Point labeling examples

##########

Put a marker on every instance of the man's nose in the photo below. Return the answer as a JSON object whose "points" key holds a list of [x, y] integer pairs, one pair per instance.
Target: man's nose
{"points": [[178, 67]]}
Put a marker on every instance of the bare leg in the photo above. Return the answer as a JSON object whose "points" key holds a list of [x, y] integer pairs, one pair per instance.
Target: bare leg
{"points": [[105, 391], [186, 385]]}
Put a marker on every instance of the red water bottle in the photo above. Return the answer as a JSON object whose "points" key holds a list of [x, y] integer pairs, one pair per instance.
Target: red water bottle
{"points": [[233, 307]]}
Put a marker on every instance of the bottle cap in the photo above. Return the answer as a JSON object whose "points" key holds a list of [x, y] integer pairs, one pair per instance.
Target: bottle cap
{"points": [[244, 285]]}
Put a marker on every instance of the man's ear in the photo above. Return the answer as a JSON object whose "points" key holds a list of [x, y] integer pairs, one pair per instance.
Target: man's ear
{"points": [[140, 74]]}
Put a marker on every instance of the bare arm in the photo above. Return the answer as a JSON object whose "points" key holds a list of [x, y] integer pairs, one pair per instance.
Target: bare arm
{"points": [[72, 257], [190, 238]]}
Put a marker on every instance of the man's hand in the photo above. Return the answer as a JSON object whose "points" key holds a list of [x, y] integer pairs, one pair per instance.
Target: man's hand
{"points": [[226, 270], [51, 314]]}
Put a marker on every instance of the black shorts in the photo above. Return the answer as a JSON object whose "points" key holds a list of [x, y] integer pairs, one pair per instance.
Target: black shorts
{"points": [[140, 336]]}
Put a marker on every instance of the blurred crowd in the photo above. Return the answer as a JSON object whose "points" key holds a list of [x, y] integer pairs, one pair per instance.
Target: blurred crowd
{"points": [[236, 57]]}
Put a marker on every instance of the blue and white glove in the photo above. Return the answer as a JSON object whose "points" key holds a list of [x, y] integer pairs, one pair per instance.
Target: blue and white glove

##########

→ **Exercise instructions**: Write each line above out exactly.

→ **Output of the task**:
Put a marker on every instance of the man's nose in the photo below. Return the answer as a JSON object whose "points" key holds a list of [x, y] integer pairs, one pair per instance.
Target: man's nose
{"points": [[178, 67]]}
Put a marker on every instance of the bare leg in the photo above. Return the answer as a JSON object whose "points" key holds a list of [x, y] integer pairs, one pair per instance.
Target: bare leg
{"points": [[105, 391], [186, 385]]}
Put a marker on every instance of the red water bottle in the photo above. Return the answer as a JSON object whose "points" key holds a list of [x, y] integer pairs, one pair per instance.
Target: red water bottle
{"points": [[233, 307]]}
Put a marker on every instance of the bottle cap in the photo above. Return the answer as a JSON object whose "points" key holds a list of [x, y] integer pairs, one pair per instance.
Target: bottle cap
{"points": [[244, 285]]}
Put a marker on every instance of the man's ear in the photo above. Return the answer as a JSON object whose "points" key holds a list of [x, y] integer pairs, one pair per instance.
Target: man's ear
{"points": [[140, 74]]}
Put a marker on every instance of the bare arm in the photo above. Return the answer as a JSON object whose "points" key holds a list of [x, y] integer pairs, one pair per instance.
Target: bare arm
{"points": [[72, 257], [190, 238]]}
Put a marker on every instance of the man's hand in the photo above. Return the answer as a JSON object whose "points" key holds a list of [x, y] integer pairs, one pair per instance.
Target: man's hand
{"points": [[226, 270], [51, 314]]}
Put a marker on every instance of the black shorts in the photo above. Return the answer as a JSON object whose "points" key holds a list of [x, y] integer pairs, one pair per instance.
Target: black shorts
{"points": [[140, 336]]}
Put a marker on every instance of the blurred crowd in the photo above. Return the answer as a JSON object whose "points" key holds a list of [x, y] integer pairs, one pair per instance.
Target: blurred crowd
{"points": [[236, 57]]}
Put a marker on every instance of the blue and white glove in the photo above. Return the answer as a JSON object whose "points" key holds a list of [x, y] integer pairs, one pair per instance.
Target: blue and white glove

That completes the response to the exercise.